(What the exercise asks) What lines in the records below mention "truck"? List them all.

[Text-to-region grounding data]

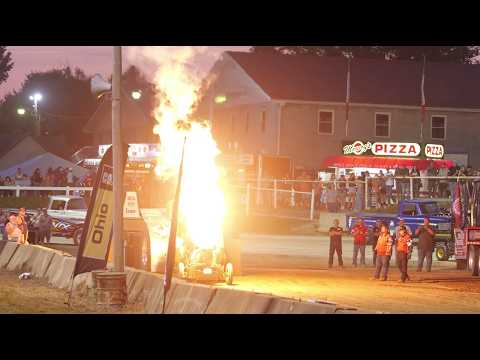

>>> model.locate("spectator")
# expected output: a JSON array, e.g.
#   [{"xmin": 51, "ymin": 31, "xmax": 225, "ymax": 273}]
[
  {"xmin": 337, "ymin": 175, "xmax": 347, "ymax": 210},
  {"xmin": 31, "ymin": 168, "xmax": 43, "ymax": 186},
  {"xmin": 385, "ymin": 171, "xmax": 394, "ymax": 205},
  {"xmin": 377, "ymin": 172, "xmax": 387, "ymax": 208},
  {"xmin": 67, "ymin": 168, "xmax": 74, "ymax": 186},
  {"xmin": 369, "ymin": 220, "xmax": 382, "ymax": 266},
  {"xmin": 0, "ymin": 209, "xmax": 7, "ymax": 240},
  {"xmin": 351, "ymin": 218, "xmax": 368, "ymax": 267},
  {"xmin": 4, "ymin": 176, "xmax": 14, "ymax": 197},
  {"xmin": 410, "ymin": 167, "xmax": 421, "ymax": 198},
  {"xmin": 36, "ymin": 209, "xmax": 52, "ymax": 244},
  {"xmin": 17, "ymin": 208, "xmax": 28, "ymax": 244},
  {"xmin": 29, "ymin": 209, "xmax": 42, "ymax": 244},
  {"xmin": 354, "ymin": 176, "xmax": 364, "ymax": 210},
  {"xmin": 372, "ymin": 224, "xmax": 394, "ymax": 281},
  {"xmin": 346, "ymin": 177, "xmax": 357, "ymax": 211},
  {"xmin": 416, "ymin": 217, "xmax": 435, "ymax": 272},
  {"xmin": 6, "ymin": 215, "xmax": 22, "ymax": 243},
  {"xmin": 396, "ymin": 226, "xmax": 412, "ymax": 282},
  {"xmin": 325, "ymin": 184, "xmax": 338, "ymax": 213},
  {"xmin": 15, "ymin": 168, "xmax": 25, "ymax": 181},
  {"xmin": 328, "ymin": 219, "xmax": 344, "ymax": 269}
]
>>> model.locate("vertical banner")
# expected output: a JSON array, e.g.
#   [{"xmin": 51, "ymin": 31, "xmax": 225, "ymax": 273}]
[
  {"xmin": 162, "ymin": 137, "xmax": 187, "ymax": 313},
  {"xmin": 454, "ymin": 228, "xmax": 466, "ymax": 260},
  {"xmin": 73, "ymin": 144, "xmax": 129, "ymax": 277}
]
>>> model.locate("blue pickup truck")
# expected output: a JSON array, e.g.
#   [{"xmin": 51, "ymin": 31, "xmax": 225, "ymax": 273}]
[{"xmin": 346, "ymin": 199, "xmax": 453, "ymax": 261}]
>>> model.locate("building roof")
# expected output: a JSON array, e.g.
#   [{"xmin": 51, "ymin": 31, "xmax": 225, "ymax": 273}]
[
  {"xmin": 227, "ymin": 51, "xmax": 480, "ymax": 109},
  {"xmin": 83, "ymin": 88, "xmax": 152, "ymax": 133}
]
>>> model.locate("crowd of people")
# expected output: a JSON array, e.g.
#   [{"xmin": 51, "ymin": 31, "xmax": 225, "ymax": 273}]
[
  {"xmin": 0, "ymin": 207, "xmax": 52, "ymax": 244},
  {"xmin": 328, "ymin": 216, "xmax": 436, "ymax": 282},
  {"xmin": 0, "ymin": 167, "xmax": 96, "ymax": 197},
  {"xmin": 256, "ymin": 164, "xmax": 480, "ymax": 213}
]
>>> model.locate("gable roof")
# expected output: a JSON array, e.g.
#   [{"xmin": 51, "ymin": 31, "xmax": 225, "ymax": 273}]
[
  {"xmin": 83, "ymin": 88, "xmax": 153, "ymax": 133},
  {"xmin": 227, "ymin": 51, "xmax": 480, "ymax": 109}
]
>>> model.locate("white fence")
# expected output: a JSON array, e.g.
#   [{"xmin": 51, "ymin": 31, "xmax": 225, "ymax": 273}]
[
  {"xmin": 0, "ymin": 186, "xmax": 93, "ymax": 197},
  {"xmin": 234, "ymin": 176, "xmax": 480, "ymax": 220}
]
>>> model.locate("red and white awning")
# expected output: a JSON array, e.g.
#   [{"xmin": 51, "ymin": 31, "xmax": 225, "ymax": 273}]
[{"xmin": 323, "ymin": 155, "xmax": 455, "ymax": 170}]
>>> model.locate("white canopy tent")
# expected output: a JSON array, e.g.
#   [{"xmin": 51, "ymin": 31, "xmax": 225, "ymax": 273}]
[{"xmin": 0, "ymin": 152, "xmax": 88, "ymax": 180}]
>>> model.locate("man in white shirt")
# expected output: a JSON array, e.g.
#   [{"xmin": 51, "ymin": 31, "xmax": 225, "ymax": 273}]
[{"xmin": 385, "ymin": 171, "xmax": 394, "ymax": 205}]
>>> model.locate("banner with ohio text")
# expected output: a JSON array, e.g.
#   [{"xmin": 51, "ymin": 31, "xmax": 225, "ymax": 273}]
[{"xmin": 73, "ymin": 143, "xmax": 128, "ymax": 277}]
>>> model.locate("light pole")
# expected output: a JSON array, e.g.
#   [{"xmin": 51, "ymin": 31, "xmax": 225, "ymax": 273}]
[
  {"xmin": 112, "ymin": 46, "xmax": 124, "ymax": 273},
  {"xmin": 29, "ymin": 93, "xmax": 42, "ymax": 136}
]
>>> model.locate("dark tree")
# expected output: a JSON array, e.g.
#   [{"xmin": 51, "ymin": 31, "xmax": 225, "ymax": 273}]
[
  {"xmin": 0, "ymin": 67, "xmax": 96, "ymax": 151},
  {"xmin": 0, "ymin": 46, "xmax": 14, "ymax": 85},
  {"xmin": 250, "ymin": 46, "xmax": 480, "ymax": 63}
]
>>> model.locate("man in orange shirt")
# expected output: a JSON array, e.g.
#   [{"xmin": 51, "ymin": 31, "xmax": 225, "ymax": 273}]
[
  {"xmin": 396, "ymin": 226, "xmax": 412, "ymax": 282},
  {"xmin": 372, "ymin": 224, "xmax": 393, "ymax": 281}
]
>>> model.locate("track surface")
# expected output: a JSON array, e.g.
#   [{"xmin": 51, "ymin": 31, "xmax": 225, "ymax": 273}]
[{"xmin": 44, "ymin": 234, "xmax": 480, "ymax": 313}]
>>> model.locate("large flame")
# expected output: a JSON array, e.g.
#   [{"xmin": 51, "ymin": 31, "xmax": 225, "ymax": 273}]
[{"xmin": 129, "ymin": 47, "xmax": 225, "ymax": 268}]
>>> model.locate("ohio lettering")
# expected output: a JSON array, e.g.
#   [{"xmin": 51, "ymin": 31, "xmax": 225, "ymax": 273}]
[{"xmin": 92, "ymin": 203, "xmax": 109, "ymax": 244}]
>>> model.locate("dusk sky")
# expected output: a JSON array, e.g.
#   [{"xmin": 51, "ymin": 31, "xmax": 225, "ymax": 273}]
[{"xmin": 0, "ymin": 46, "xmax": 251, "ymax": 98}]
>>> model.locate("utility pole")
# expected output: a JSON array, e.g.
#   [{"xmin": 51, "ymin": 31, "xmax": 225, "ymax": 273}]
[{"xmin": 112, "ymin": 46, "xmax": 124, "ymax": 272}]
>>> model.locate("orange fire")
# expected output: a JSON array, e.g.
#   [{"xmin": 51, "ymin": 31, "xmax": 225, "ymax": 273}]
[{"xmin": 142, "ymin": 47, "xmax": 225, "ymax": 269}]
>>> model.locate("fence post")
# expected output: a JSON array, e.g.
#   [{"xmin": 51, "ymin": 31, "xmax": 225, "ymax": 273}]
[
  {"xmin": 273, "ymin": 179, "xmax": 277, "ymax": 209},
  {"xmin": 310, "ymin": 189, "xmax": 315, "ymax": 220},
  {"xmin": 16, "ymin": 185, "xmax": 20, "ymax": 198},
  {"xmin": 246, "ymin": 183, "xmax": 250, "ymax": 216},
  {"xmin": 364, "ymin": 178, "xmax": 369, "ymax": 210},
  {"xmin": 290, "ymin": 186, "xmax": 295, "ymax": 208},
  {"xmin": 410, "ymin": 177, "xmax": 414, "ymax": 199}
]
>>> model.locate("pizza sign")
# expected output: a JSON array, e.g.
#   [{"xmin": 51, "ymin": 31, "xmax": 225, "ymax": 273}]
[
  {"xmin": 425, "ymin": 144, "xmax": 444, "ymax": 159},
  {"xmin": 372, "ymin": 142, "xmax": 421, "ymax": 157}
]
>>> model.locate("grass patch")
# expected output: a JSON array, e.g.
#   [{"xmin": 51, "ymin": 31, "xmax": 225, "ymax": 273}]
[{"xmin": 0, "ymin": 197, "xmax": 49, "ymax": 210}]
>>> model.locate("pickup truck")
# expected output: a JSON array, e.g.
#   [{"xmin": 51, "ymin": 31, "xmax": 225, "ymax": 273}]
[
  {"xmin": 6, "ymin": 195, "xmax": 87, "ymax": 245},
  {"xmin": 346, "ymin": 199, "xmax": 453, "ymax": 261}
]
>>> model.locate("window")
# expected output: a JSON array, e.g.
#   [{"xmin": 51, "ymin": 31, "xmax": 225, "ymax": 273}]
[
  {"xmin": 401, "ymin": 204, "xmax": 417, "ymax": 216},
  {"xmin": 261, "ymin": 111, "xmax": 266, "ymax": 133},
  {"xmin": 431, "ymin": 115, "xmax": 446, "ymax": 140},
  {"xmin": 375, "ymin": 113, "xmax": 390, "ymax": 137},
  {"xmin": 245, "ymin": 112, "xmax": 249, "ymax": 133},
  {"xmin": 51, "ymin": 200, "xmax": 66, "ymax": 211},
  {"xmin": 317, "ymin": 110, "xmax": 334, "ymax": 135},
  {"xmin": 67, "ymin": 198, "xmax": 88, "ymax": 210}
]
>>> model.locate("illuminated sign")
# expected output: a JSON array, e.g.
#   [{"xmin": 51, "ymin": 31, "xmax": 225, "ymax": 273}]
[
  {"xmin": 343, "ymin": 141, "xmax": 372, "ymax": 155},
  {"xmin": 343, "ymin": 141, "xmax": 444, "ymax": 159},
  {"xmin": 99, "ymin": 143, "xmax": 160, "ymax": 160},
  {"xmin": 372, "ymin": 142, "xmax": 421, "ymax": 157},
  {"xmin": 424, "ymin": 144, "xmax": 444, "ymax": 159}
]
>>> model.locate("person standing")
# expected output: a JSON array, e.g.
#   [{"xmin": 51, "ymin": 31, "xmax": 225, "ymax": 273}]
[
  {"xmin": 6, "ymin": 215, "xmax": 22, "ymax": 243},
  {"xmin": 351, "ymin": 218, "xmax": 368, "ymax": 267},
  {"xmin": 17, "ymin": 208, "xmax": 28, "ymax": 244},
  {"xmin": 416, "ymin": 217, "xmax": 436, "ymax": 272},
  {"xmin": 385, "ymin": 171, "xmax": 394, "ymax": 205},
  {"xmin": 396, "ymin": 226, "xmax": 412, "ymax": 282},
  {"xmin": 372, "ymin": 224, "xmax": 393, "ymax": 281},
  {"xmin": 328, "ymin": 219, "xmax": 344, "ymax": 268},
  {"xmin": 370, "ymin": 220, "xmax": 382, "ymax": 266},
  {"xmin": 0, "ymin": 209, "xmax": 7, "ymax": 240},
  {"xmin": 326, "ymin": 184, "xmax": 338, "ymax": 213},
  {"xmin": 36, "ymin": 209, "xmax": 52, "ymax": 244}
]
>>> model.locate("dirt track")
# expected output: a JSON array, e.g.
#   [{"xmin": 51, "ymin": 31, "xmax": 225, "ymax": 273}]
[{"xmin": 228, "ymin": 266, "xmax": 480, "ymax": 313}]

(Exercise output)
>>> model.locate("blue pickup truck")
>>> model.locate("pickup truck")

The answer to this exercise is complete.